Given exercise. Reproduce verbatim the lines of the listing below, starting with the line that contains "of the silver" and continuing through the end of the listing, both ends included.

Extracted entries.
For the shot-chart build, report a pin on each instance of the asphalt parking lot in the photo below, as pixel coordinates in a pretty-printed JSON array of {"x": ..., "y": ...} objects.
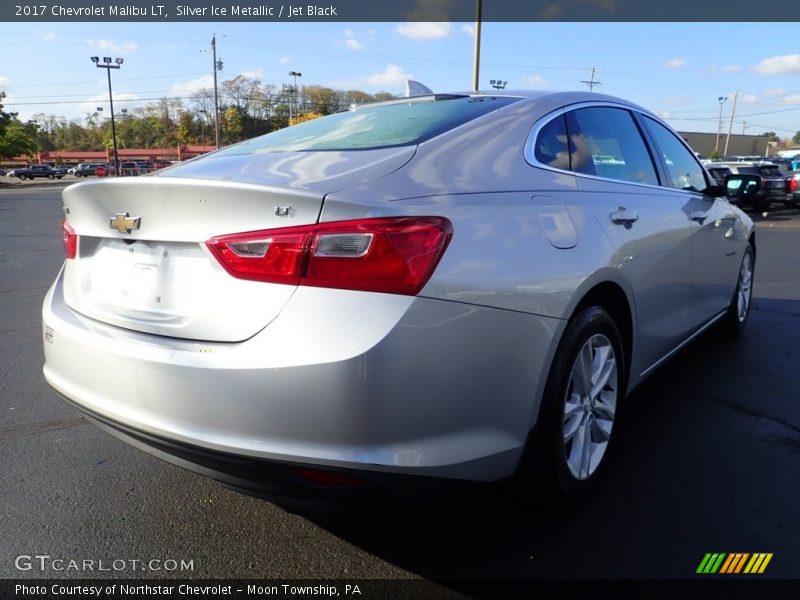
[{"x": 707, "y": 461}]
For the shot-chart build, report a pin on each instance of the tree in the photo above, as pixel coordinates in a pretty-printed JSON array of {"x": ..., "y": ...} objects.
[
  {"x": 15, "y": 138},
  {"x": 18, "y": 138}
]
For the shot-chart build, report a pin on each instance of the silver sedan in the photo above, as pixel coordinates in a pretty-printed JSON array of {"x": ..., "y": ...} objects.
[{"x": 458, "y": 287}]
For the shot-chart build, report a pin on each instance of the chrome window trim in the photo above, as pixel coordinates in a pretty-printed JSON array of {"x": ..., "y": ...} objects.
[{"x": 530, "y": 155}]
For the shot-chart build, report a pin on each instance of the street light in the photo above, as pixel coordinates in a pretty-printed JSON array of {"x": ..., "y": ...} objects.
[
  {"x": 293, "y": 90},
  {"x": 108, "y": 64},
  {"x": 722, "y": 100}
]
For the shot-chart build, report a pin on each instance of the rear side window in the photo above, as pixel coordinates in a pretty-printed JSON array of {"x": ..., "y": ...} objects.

Response to the task.
For the shot-chart build, report a pin on each instance of the silver sedan in the photo above, as pixel coordinates in a pretty-printed JSON array of {"x": ..., "y": ...} objects.
[{"x": 458, "y": 287}]
For the shot-chart build, report a pin on each instance of the chrome window trim in the photo above, as pixel coordinates in a pretty-printed JSON array of {"x": ..., "y": ...} objects.
[{"x": 530, "y": 155}]
For the shot-chart build, report a pin on each instance of the street light in the photo above, as pixel coordinates in a pretty-printed JSON array of {"x": ..., "y": ...} objects.
[
  {"x": 293, "y": 90},
  {"x": 108, "y": 64},
  {"x": 722, "y": 100}
]
For the shot-chart build, report a pin on each instance of the rear side window in the photo above, as pixel coordinates in a pretty-printed JSON array of {"x": ..., "y": ...} objects.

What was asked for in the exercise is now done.